Saved entries:
——————

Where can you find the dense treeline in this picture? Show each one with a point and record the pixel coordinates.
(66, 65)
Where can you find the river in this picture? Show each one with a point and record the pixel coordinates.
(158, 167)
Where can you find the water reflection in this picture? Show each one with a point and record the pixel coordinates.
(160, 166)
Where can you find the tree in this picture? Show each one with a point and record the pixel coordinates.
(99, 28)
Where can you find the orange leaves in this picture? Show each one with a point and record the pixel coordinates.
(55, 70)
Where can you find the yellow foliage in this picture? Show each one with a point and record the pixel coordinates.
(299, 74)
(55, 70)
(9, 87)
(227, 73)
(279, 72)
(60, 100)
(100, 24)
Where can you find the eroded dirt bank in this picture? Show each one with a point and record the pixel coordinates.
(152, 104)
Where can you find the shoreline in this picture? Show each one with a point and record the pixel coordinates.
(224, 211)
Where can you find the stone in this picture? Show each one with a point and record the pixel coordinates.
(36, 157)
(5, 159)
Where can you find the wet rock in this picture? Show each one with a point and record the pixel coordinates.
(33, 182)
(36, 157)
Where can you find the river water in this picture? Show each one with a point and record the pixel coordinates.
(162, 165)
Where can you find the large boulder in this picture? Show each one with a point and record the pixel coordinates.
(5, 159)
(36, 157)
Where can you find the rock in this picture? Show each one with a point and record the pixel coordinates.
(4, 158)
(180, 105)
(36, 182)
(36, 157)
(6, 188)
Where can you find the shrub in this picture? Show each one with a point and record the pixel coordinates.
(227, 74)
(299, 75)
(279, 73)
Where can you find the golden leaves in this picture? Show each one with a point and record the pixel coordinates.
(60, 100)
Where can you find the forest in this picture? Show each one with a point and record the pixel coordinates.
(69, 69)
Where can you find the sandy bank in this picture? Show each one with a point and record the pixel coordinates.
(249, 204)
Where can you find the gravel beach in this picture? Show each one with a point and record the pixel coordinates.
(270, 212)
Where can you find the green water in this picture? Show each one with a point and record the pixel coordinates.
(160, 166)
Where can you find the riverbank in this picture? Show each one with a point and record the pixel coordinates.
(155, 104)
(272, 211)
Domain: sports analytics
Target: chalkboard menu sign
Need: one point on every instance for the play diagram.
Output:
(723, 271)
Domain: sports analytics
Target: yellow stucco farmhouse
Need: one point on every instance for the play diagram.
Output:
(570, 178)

——————

## Exercise instructions
Copy out every record above exactly as written.

## Result of the exercise
Where can you find the dense treeline in this picture? Show each one with a point and record the pixel coordinates.
(66, 65)
Where can you find the river in this picture? Show each one with a point and record the pixel coordinates.
(158, 167)
Where can you find the water reflection in this picture? Show each one with a point and record the pixel coordinates.
(160, 166)
Where can you find the tree in this picture? Show each one with a point and record the pixel coordinates.
(99, 28)
Where can you find the orange leaves in this picture? Show each one with a point and record the pixel coordinates.
(55, 70)
Where can you find the yellow foliage in this picture? Show each one with a point and record the pixel coordinates.
(299, 74)
(55, 70)
(9, 87)
(227, 73)
(279, 72)
(60, 100)
(100, 24)
Where can you find the eroded dirt bank in this picture? Show each one with a point and record the pixel coordinates.
(152, 104)
Where can you find the shoreline in this picture? Show each one with a point and record the pixel coordinates.
(224, 211)
Where can you find the stone in this picture? Show each one with a point and record the pixel coordinates.
(36, 157)
(5, 159)
Where can you find the wet rock in this picture? Show each one with a point and record the pixel coordinates.
(33, 182)
(36, 157)
Where can you find the river water in this picture? Show each one with a point and record the pixel coordinates.
(162, 165)
Where can you find the large boulder in this picture? Show each one with a point and record the pixel coordinates.
(5, 159)
(36, 157)
Where can you find the rock in this picture? Show each one with a point and record the pixel coordinates.
(4, 158)
(180, 105)
(36, 182)
(36, 157)
(6, 188)
Where can you find the shrub in this picture? Show each one with a point and record the pixel coordinates.
(227, 74)
(299, 75)
(279, 73)
Where can you find the golden leaves in this picture? Show each one with a point and record the pixel coordinates.
(60, 100)
Where can you find the forest in this picture? Show each one with a point and record the pixel coordinates.
(69, 69)
Where can you find the sandy bank in this picture? Show each one with a point and record the pixel coordinates.
(249, 204)
Where can you find the gravel beach in this picture? Show each one with a point and record the pixel coordinates.
(270, 212)
Where can you find the green water in this picture? Show each one with a point and record the pixel coordinates.
(160, 166)
Where can you find the riverbank in this picture? Show each one with a point and record the pixel coordinates.
(155, 104)
(272, 211)
Domain: sports analytics
Target: chalkboard menu sign
Need: one point on every instance for the play diagram.
Output:
(723, 271)
Domain: sports analytics
Target: yellow stucco farmhouse
Need: one point on every instance for the play diagram.
Output:
(570, 178)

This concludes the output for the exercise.